───── Material shown ─────
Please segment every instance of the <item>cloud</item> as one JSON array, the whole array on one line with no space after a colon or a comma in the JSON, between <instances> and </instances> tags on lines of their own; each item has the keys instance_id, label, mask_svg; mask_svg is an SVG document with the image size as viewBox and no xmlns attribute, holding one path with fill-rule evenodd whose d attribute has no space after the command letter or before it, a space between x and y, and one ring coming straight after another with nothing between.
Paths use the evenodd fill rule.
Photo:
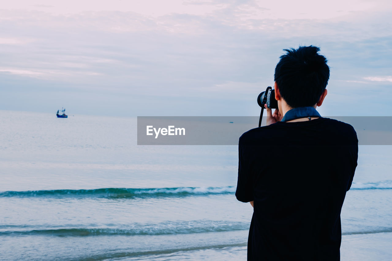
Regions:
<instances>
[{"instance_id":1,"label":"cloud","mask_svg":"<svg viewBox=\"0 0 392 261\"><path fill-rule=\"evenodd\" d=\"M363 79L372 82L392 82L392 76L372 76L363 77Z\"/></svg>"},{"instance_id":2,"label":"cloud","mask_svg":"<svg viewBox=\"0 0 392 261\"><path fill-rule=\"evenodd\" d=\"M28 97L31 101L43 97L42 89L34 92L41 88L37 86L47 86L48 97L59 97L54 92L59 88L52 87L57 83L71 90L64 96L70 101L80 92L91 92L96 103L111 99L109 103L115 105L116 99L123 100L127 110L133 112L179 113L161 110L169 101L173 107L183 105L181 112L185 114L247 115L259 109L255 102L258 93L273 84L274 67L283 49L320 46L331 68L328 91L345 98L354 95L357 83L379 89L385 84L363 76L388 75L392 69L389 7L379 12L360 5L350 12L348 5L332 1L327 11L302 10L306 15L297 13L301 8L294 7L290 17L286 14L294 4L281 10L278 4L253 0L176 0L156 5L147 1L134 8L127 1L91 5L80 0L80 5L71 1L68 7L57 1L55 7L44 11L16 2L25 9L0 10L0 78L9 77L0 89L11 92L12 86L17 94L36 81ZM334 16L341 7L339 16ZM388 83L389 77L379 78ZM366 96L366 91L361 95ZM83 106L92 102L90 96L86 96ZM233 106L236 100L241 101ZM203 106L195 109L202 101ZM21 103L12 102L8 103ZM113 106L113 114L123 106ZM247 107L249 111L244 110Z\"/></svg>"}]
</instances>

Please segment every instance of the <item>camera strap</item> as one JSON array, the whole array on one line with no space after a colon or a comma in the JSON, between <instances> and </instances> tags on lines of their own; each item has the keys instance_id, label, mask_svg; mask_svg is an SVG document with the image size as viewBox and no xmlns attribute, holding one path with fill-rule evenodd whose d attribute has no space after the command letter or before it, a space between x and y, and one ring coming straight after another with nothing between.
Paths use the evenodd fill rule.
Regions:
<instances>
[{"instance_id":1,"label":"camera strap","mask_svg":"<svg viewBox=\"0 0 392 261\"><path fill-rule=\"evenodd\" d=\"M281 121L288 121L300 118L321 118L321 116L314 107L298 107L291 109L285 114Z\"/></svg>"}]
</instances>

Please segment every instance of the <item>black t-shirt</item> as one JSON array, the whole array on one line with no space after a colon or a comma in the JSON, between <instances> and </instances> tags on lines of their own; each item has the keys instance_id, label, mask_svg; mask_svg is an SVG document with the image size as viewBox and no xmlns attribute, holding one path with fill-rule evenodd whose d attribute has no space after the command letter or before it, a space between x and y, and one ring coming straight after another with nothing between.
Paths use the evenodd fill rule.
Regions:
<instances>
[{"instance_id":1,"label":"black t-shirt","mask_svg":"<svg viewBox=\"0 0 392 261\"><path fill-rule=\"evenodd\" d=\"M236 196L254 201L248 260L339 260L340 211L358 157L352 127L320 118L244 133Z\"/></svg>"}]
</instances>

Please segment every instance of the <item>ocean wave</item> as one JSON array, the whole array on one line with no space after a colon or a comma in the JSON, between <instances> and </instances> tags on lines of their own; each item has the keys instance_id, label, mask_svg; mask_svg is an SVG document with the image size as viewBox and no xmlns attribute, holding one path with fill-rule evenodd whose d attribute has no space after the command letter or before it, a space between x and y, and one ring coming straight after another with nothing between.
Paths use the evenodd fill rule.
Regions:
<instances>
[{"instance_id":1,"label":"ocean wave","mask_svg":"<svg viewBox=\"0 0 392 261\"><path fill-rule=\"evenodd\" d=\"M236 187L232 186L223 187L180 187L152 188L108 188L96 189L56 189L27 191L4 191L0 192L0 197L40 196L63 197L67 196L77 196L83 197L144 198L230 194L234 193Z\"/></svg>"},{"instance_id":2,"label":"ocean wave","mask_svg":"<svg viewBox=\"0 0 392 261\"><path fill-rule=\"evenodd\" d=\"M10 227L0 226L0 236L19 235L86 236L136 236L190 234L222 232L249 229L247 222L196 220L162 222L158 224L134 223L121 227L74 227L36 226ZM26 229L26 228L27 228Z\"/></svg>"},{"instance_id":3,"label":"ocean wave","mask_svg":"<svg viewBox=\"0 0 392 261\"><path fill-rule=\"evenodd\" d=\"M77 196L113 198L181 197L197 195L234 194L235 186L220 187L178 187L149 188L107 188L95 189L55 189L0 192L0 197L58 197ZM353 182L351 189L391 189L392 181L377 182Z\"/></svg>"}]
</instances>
─────
- [Instructions for the task]
Recast the data above as a Markdown table with the columns Row and Line, giving each nonblank line its own numbered row. Leave the picture out of the table.

- [Completed task]
| Row | Line |
|---|---|
| 1 | Please segment every instance of the <item>cloud</item> as one JSON array, the whole array on one line with no space after a colon or a comma in the JSON, between <instances> and </instances> tags on lines of their own; each item has the keys instance_id, label, mask_svg; mask_svg is an SVG document with the image size as viewBox and no xmlns attribute, holding one path with fill-rule evenodd whose d attribute has no space after the command letter or before it, a space between x and y, and one ring coming straight after another with nothing between. |
| 2 | Paths use the evenodd fill rule. |
| 3 | Photo: |
| 4 | Regions: |
| 5 | <instances> |
| 6 | [{"instance_id":1,"label":"cloud","mask_svg":"<svg viewBox=\"0 0 392 261\"><path fill-rule=\"evenodd\" d=\"M363 79L372 82L392 82L392 76L372 76L363 77Z\"/></svg>"},{"instance_id":2,"label":"cloud","mask_svg":"<svg viewBox=\"0 0 392 261\"><path fill-rule=\"evenodd\" d=\"M28 97L31 101L43 97L42 89L34 92L41 88L37 86L47 86L48 97L59 97L54 92L59 88L52 87L57 83L71 90L64 96L70 101L80 92L91 92L96 103L111 99L109 103L115 105L116 99L123 100L127 110L133 112L179 113L161 110L169 101L173 107L183 105L181 112L185 114L247 115L259 109L255 102L258 93L273 84L274 67L283 49L320 46L331 68L328 91L345 98L354 95L357 83L379 89L385 84L363 76L388 75L392 69L389 7L379 12L360 5L350 12L348 5L332 1L327 11L302 10L306 15L297 13L301 8L294 7L290 17L286 14L294 4L281 10L278 4L253 0L176 0L156 5L147 1L134 8L127 1L91 5L80 0L80 5L71 1L68 7L57 1L55 7L44 11L16 2L25 9L0 10L0 78L9 77L0 89L11 92L12 86L17 94L36 81ZM334 16L341 7L339 16ZM388 83L389 77L379 78ZM366 96L366 91L361 95ZM83 106L92 102L90 96L86 96ZM233 106L236 100L241 101ZM203 106L195 109L202 101ZM21 103L12 102L8 103ZM113 106L113 114L123 106ZM247 107L249 111L244 110Z\"/></svg>"}] |
| 7 | </instances> |
| 8 | Please segment every instance of the <item>camera strap</item> as one JSON array, the whole array on one line with no space after a colon or a comma in the JSON, between <instances> and </instances> tags on lines of their own; each item has the keys instance_id, label, mask_svg; mask_svg is an SVG document with the image size as viewBox and no xmlns attribute, holding one path with fill-rule evenodd whose d attribute has no space after the command letter or before it, a space between x and y, and one ring coming straight after another with nothing between. |
| 9 | Paths use the evenodd fill rule. |
| 10 | Regions: |
| 11 | <instances> |
| 12 | [{"instance_id":1,"label":"camera strap","mask_svg":"<svg viewBox=\"0 0 392 261\"><path fill-rule=\"evenodd\" d=\"M281 121L288 121L300 118L321 118L321 116L314 107L298 107L291 109L285 114Z\"/></svg>"}] |
| 13 | </instances> |
| 14 | Please segment every instance of the <item>black t-shirt</item> as one JSON array, the whole array on one line with no space after a colon or a comma in the JSON, between <instances> and </instances> tags on lines of their own; each item has the keys instance_id, label, mask_svg; mask_svg is an SVG document with the image size as viewBox and no xmlns attribute, holding one path with fill-rule evenodd whose d attribute has no space after the command letter or before it, a space between x and y, and one ring coming straight after another with nothing between. |
| 15 | Paths use the evenodd fill rule. |
| 16 | Regions: |
| 17 | <instances> |
| 18 | [{"instance_id":1,"label":"black t-shirt","mask_svg":"<svg viewBox=\"0 0 392 261\"><path fill-rule=\"evenodd\" d=\"M236 196L254 201L248 260L339 260L340 211L358 157L352 127L320 118L244 133Z\"/></svg>"}] |
| 19 | </instances> |
| 20 | Please segment every instance of the <item>ocean wave</item> as one JSON array, the whole array on one line with no space after a colon or a comma in the JSON, between <instances> and </instances> tags on lines of their own; each item has the keys instance_id, label, mask_svg; mask_svg is an SVG document with the image size as viewBox and no xmlns attribute, holding one path with fill-rule evenodd whose d attribute has no space after the command letter or before it, a space between x and y, and one ring coming straight after another with nothing between. |
| 21 | Paths use the evenodd fill rule. |
| 22 | Regions: |
| 23 | <instances> |
| 24 | [{"instance_id":1,"label":"ocean wave","mask_svg":"<svg viewBox=\"0 0 392 261\"><path fill-rule=\"evenodd\" d=\"M236 187L232 186L223 187L180 187L152 188L108 188L96 189L56 189L27 191L4 191L0 192L0 197L40 196L63 197L67 196L77 196L83 197L144 198L230 194L234 193Z\"/></svg>"},{"instance_id":2,"label":"ocean wave","mask_svg":"<svg viewBox=\"0 0 392 261\"><path fill-rule=\"evenodd\" d=\"M10 227L0 226L0 236L19 235L86 236L136 236L190 234L222 232L249 229L247 222L196 220L162 222L158 224L134 223L121 227L74 227L36 226ZM26 229L26 228L27 228Z\"/></svg>"},{"instance_id":3,"label":"ocean wave","mask_svg":"<svg viewBox=\"0 0 392 261\"><path fill-rule=\"evenodd\" d=\"M77 196L113 198L181 197L197 195L234 194L235 186L220 187L178 187L149 188L107 188L95 189L55 189L0 192L0 197L58 197ZM353 182L351 189L391 189L392 181L377 182Z\"/></svg>"}] |
| 25 | </instances> |